Stated task 1: Reproduce verbatim the portion of the diet-classification notebook that begins at the words "recipe_data_cleaned['vegetarian'] = None" and ends after the words "vegan_pattern = '|'.join(vegan)".

* begin Supplied passage *

Feature Engineering to categorize each recipe as different diet types (Vegetarian, Vegan, and/or Gluten-Free):

In [18]:
# creating a new column to classify recipes as gluten-free or not
GF = []
#tags column contains the most information on gluten-free recipes
#(see miscellaneous notebook)
for row in recipe_data_cleaned['tags']:
    if "gluten-free" in row : GF.append("Gluten-Free")
    elif "gluten free" in row : GF.append("Gluten-Free")
    else: GF.append("None")

In [19]:
recipe_data_cleaned['GF'] = GF

In [20]:
#Ingredient lists for diet filtering:
vegan = ['ham', 'beef', 'meat', 'chicken', 'pork', 'bacon', 'sausage', 'lamb', 'veal', 'turkey', 'steak', 'rib', 'frankfurter', 'duck', 'poultry', 'goat', 'liver', 'hen', 'quail', 'brisket', 'goose','fish', 'shrimp', 'seafood', 'crab', 'lobster', 'clam', 'oyster', 'scallop', 'mussel', 'cod', 'salmon', 'halibut', 'shellfish', 'roe', 'tuna', 'caviar', 'pollock', 'yellowtail', 'squid', 'calamari', 'octopus', 'crawfish', 'crayfish', 'sardine', 'trout', 'flounder', 'anchovy', 'bass', 'haddock', 'sole','egg', 'honey','milk', 'cheese', 'yogurt', 'mayonnaise', 'butter', 'margarine', 'cream']

vegetarian = ['ham', 'beef', 'meat', 'chicken', 'pork', 'bacon', 'sausage', 'lamb', 'veal', 'turkey', 'steak', 'rib', 'frankfurter', 'duck', 'poultry', 'goat', 'liver', 'hen', 'quail', 'brisket', 'goose','fish', 'shrimp', 'seafood', 'crab', 'lobster', 'clam', 'oyster', 'scallop', 'mussel', 'cod', 'salmon', 'halibut', 'shellfish', 'roe', 'tuna', 'caviar', 'pollock', 'yellowtail', 'squid', 'calamari', 'octopus', 'crawfish', 'crayfish', 'sardine', 'trout', 'flounder', 'anchovy', 'bass', 'haddock', 'sole']

In [21]:
# creating two new columns to classify recipes as vegetarian or not
# and as vegan or not:

recipe_data_cleaned['vegetarian'] = None
recipe_data_cleaned['vegan'] = None

In [22]:
# Filtering through the 'ingedients' column for ingredients that
# aren' t vegetarian or vegan
vege_pattern = '|'.join(vegetarian)
vegan_pattern = '|'.join(vegan)


recipe_data_cleaned.vegetarian = recipe_data_cleaned.ingredients.str.contains(vege_pattern)
recipe_data_cleaned.vegan = recipe_data_cleaned.ingredients.str.contains(vegan_pattern)

In [23]:
# Changing Boolean values to 0 and 1 for easy counting later
recipe_data_cleaned['vegetarian'] = recipe_data_cleaned['vegetarian'].astype(str)
recipe_data_cleaned['vegetarian'] = recipe_data_cleaned['vegetarian'].replace({'False': 'Vegetarian', 'True': 'None'})

In [24]:
recipe_data_cleaned['vegan'] = recipe_data_cleaned['vegan'].astype(str)
recipe_data_cleaned['vegan'] = recipe_data_cleaned['vegan'].replace({'False': 'Vegan', 'True': 'None'})

* end Supplied passage *
* begin Data listing *

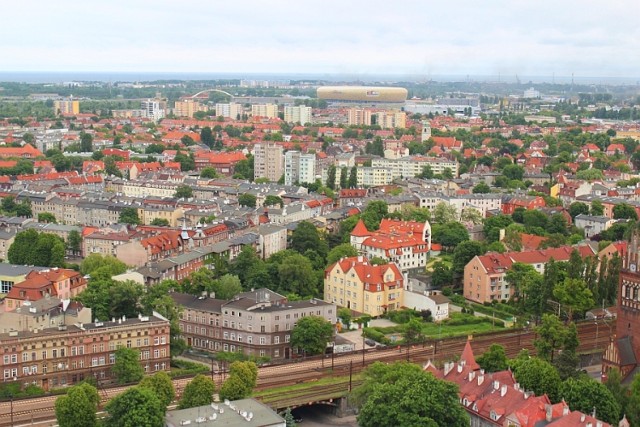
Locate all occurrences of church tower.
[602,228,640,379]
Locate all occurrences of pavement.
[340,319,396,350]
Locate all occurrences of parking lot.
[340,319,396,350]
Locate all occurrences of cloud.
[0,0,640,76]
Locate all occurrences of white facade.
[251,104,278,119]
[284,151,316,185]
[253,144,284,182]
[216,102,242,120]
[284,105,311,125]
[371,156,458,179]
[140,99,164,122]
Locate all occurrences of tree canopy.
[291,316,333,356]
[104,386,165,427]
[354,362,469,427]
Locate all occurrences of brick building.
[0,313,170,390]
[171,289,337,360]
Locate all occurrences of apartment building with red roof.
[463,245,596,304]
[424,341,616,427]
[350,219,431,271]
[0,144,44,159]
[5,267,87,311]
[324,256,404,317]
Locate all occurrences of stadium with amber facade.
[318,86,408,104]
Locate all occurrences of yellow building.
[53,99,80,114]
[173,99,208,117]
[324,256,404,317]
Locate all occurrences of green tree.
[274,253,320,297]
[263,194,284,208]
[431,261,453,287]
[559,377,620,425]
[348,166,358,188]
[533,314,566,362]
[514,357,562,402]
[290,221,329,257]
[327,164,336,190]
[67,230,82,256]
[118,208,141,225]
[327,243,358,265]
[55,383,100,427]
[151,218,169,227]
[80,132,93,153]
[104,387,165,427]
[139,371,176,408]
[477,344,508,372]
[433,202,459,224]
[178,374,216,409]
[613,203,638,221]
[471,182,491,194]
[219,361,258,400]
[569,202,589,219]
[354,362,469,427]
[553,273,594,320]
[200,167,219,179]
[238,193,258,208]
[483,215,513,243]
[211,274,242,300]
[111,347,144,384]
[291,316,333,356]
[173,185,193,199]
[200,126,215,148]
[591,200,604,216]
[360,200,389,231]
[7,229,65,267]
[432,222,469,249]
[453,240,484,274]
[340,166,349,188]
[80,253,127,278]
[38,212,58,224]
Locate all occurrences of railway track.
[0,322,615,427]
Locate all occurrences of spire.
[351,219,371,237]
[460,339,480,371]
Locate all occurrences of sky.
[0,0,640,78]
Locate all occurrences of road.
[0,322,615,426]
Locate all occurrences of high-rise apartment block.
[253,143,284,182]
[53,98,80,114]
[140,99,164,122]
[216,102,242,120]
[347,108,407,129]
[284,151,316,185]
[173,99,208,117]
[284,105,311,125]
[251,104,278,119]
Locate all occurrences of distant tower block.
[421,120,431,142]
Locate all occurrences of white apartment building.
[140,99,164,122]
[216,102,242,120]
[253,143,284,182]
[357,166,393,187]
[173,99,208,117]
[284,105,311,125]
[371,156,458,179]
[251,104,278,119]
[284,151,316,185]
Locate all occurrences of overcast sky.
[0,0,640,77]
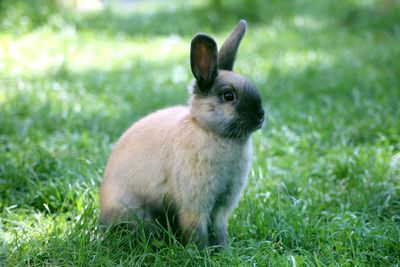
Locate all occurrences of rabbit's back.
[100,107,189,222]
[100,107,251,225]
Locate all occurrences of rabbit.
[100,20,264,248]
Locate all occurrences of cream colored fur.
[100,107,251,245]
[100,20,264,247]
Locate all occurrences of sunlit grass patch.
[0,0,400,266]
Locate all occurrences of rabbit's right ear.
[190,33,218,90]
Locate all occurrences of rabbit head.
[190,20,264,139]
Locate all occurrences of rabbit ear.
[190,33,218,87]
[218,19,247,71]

* end Data listing *
* begin Data listing *

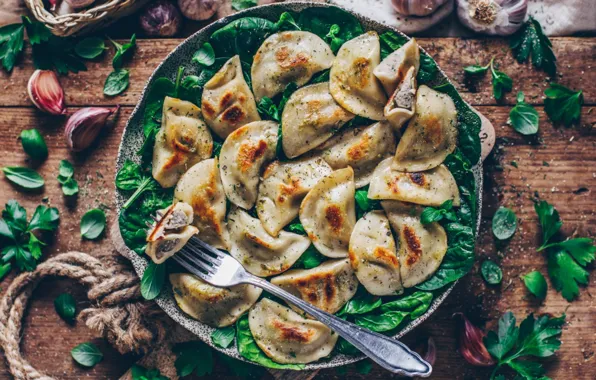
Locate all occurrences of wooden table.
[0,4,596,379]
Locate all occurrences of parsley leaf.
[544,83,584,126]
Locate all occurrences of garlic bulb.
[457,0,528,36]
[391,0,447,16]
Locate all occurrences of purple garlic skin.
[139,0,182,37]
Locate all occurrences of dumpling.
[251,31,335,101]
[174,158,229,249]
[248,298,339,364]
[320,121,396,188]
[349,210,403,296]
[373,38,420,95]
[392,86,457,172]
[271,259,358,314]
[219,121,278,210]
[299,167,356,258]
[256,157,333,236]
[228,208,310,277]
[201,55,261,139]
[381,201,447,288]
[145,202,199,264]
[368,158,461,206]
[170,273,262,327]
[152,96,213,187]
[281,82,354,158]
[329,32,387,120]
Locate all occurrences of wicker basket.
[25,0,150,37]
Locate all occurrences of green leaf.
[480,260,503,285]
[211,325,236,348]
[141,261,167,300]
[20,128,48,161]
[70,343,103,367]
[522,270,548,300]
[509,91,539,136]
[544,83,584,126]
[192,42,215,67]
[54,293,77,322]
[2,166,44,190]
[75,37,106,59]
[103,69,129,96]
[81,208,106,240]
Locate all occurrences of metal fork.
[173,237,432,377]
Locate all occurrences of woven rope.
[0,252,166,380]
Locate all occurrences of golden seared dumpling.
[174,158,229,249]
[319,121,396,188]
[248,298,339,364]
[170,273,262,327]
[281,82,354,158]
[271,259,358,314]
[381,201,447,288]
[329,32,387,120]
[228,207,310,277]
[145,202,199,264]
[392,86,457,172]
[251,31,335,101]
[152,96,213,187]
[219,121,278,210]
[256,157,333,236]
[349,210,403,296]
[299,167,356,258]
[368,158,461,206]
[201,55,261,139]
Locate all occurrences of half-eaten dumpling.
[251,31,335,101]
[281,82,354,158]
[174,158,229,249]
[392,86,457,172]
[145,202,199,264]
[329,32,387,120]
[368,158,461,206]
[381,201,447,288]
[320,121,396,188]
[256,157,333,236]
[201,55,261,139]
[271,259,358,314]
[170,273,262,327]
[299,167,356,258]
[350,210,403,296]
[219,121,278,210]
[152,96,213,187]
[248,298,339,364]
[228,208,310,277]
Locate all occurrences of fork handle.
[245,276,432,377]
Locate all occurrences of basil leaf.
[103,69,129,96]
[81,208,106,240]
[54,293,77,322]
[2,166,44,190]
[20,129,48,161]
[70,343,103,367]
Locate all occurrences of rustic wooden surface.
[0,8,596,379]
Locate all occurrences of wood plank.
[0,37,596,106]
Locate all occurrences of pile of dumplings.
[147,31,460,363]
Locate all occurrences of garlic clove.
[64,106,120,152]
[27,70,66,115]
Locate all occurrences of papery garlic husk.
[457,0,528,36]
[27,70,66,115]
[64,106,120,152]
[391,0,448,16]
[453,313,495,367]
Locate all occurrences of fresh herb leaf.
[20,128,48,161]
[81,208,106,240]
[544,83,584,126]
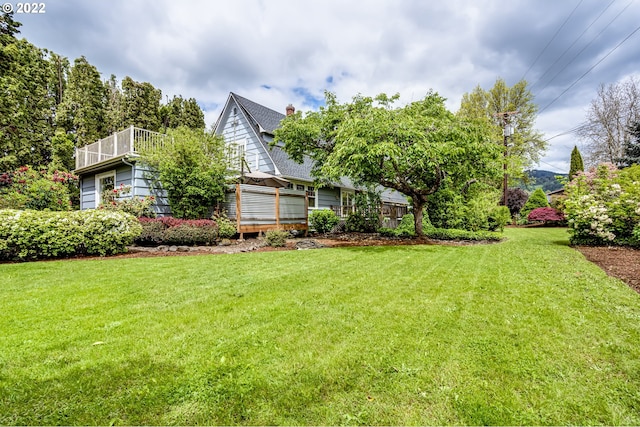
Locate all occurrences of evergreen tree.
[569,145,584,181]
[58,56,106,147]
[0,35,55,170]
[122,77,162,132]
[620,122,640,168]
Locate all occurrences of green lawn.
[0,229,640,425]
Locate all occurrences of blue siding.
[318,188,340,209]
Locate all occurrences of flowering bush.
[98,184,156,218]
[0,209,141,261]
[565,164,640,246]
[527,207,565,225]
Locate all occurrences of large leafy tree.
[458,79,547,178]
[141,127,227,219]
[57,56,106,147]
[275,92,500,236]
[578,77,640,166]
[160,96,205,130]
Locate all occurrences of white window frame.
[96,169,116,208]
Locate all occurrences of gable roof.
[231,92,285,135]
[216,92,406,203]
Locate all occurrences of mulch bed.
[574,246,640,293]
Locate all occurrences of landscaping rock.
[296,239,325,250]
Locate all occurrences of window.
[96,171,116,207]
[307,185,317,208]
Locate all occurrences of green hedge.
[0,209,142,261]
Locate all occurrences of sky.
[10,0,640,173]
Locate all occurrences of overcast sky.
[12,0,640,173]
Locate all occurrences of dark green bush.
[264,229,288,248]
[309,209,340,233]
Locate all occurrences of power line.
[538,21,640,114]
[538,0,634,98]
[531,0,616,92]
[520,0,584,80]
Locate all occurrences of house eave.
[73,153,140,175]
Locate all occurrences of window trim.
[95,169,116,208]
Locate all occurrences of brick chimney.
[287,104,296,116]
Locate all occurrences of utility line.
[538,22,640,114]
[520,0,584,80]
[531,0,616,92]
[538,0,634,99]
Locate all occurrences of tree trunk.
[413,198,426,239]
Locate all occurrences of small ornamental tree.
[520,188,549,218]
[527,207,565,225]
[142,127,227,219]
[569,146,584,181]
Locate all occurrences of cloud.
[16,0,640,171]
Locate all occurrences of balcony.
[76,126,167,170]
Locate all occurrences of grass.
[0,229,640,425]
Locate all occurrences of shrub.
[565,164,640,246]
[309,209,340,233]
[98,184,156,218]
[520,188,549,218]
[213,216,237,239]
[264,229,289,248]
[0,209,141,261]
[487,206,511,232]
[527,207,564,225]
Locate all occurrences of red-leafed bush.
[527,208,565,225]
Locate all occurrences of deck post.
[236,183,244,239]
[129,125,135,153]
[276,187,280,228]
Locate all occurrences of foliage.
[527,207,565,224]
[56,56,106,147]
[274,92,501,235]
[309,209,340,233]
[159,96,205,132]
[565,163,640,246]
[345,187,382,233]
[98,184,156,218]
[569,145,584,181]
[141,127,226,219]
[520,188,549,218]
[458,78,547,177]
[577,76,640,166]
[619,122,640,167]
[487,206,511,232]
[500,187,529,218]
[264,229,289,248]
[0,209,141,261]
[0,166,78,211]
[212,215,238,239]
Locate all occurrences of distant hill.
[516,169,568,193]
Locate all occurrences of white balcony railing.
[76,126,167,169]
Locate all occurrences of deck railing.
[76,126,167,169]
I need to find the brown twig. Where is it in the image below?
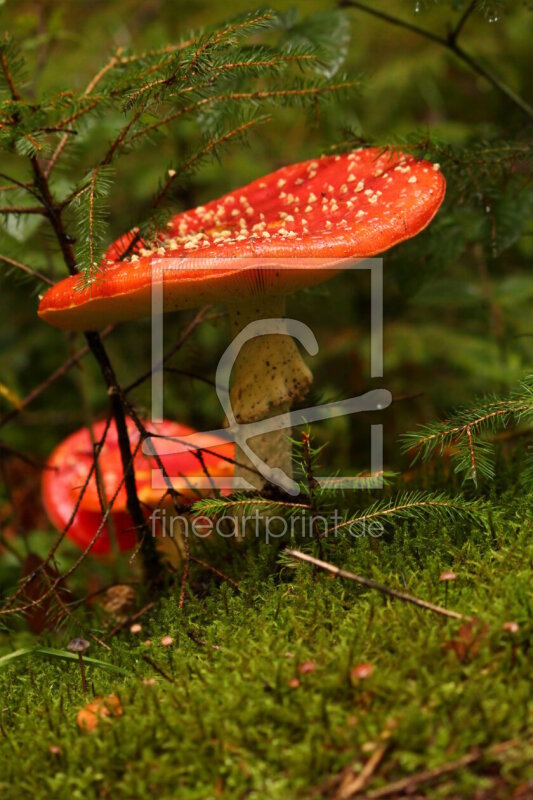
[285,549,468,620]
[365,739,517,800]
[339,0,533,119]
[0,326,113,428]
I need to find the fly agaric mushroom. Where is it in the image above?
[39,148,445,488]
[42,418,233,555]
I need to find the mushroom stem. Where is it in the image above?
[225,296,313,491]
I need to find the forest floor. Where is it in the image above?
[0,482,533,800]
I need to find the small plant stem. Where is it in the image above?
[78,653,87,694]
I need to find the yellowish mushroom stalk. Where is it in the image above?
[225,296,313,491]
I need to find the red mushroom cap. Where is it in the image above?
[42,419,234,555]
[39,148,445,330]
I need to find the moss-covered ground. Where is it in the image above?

* end Data listing *

Stated task 2: Arrange the lines of the records above as a Markdown table with the columns n and Line, starting at the line that contains "Locate all occurrences of large leafy tree." and ending after the line that contains "[76,126,167,170]", with both of these lines included. Number each row in n and omit any blank lines.

Answer 1:
recipe_data_cleaned['vegetarian'] = None
recipe_data_cleaned['vegan'] = None

In [22]:
# Filtering through the 'ingedients' column for ingredients that
# aren' t vegetarian or vegan
vege_pattern = '|'.join(vegetarian)
vegan_pattern = '|'.join(vegan)

Answer 2:
| n | Line |
|---|---|
| 1 | Locate all occurrences of large leafy tree. |
| 2 | [458,79,547,178] |
| 3 | [141,127,227,219] |
| 4 | [57,56,106,147] |
| 5 | [275,92,500,236] |
| 6 | [578,77,640,166] |
| 7 | [160,96,205,130] |
| 8 | Locate all occurrences of white window frame. |
| 9 | [96,169,116,208] |
| 10 | Locate all occurrences of gable roof. |
| 11 | [231,92,285,135] |
| 12 | [216,92,406,203] |
| 13 | Locate all occurrences of mulch bed. |
| 14 | [574,246,640,293] |
| 15 | Locate all occurrences of landscaping rock. |
| 16 | [296,239,325,250] |
| 17 | Locate all occurrences of window. |
| 18 | [96,171,116,207] |
| 19 | [307,185,317,208] |
| 20 | Locate all occurrences of green hedge. |
| 21 | [0,209,142,261] |
| 22 | Locate all occurrences of sky. |
| 23 | [10,0,640,173] |
| 24 | Locate all occurrences of overcast sky. |
| 25 | [12,0,640,173] |
| 26 | Locate all occurrences of dark green bush. |
| 27 | [264,229,288,248] |
| 28 | [309,209,340,233] |
| 29 | Locate all occurrences of power line. |
| 30 | [538,21,640,114] |
| 31 | [538,0,634,98] |
| 32 | [531,0,616,92] |
| 33 | [520,0,584,80] |
| 34 | Locate all occurrences of house eave. |
| 35 | [73,153,140,175] |
| 36 | Locate all occurrences of window trim. |
| 37 | [95,169,116,208] |
| 38 | Locate all occurrences of brick chimney. |
| 39 | [287,104,296,116] |
| 40 | Locate all occurrences of utility line. |
| 41 | [538,22,640,114] |
| 42 | [520,0,584,80] |
| 43 | [531,0,616,92] |
| 44 | [538,0,634,99] |
| 45 | Locate all occurrences of tree trunk. |
| 46 | [413,198,426,239] |
| 47 | Locate all occurrences of small ornamental tree. |
| 48 | [520,188,549,218] |
| 49 | [527,207,565,225] |
| 50 | [142,127,227,219] |
| 51 | [569,146,584,181] |
| 52 | Locate all occurrences of cloud. |
| 53 | [16,0,640,171] |
| 54 | Locate all occurrences of balcony. |
| 55 | [76,126,167,170] |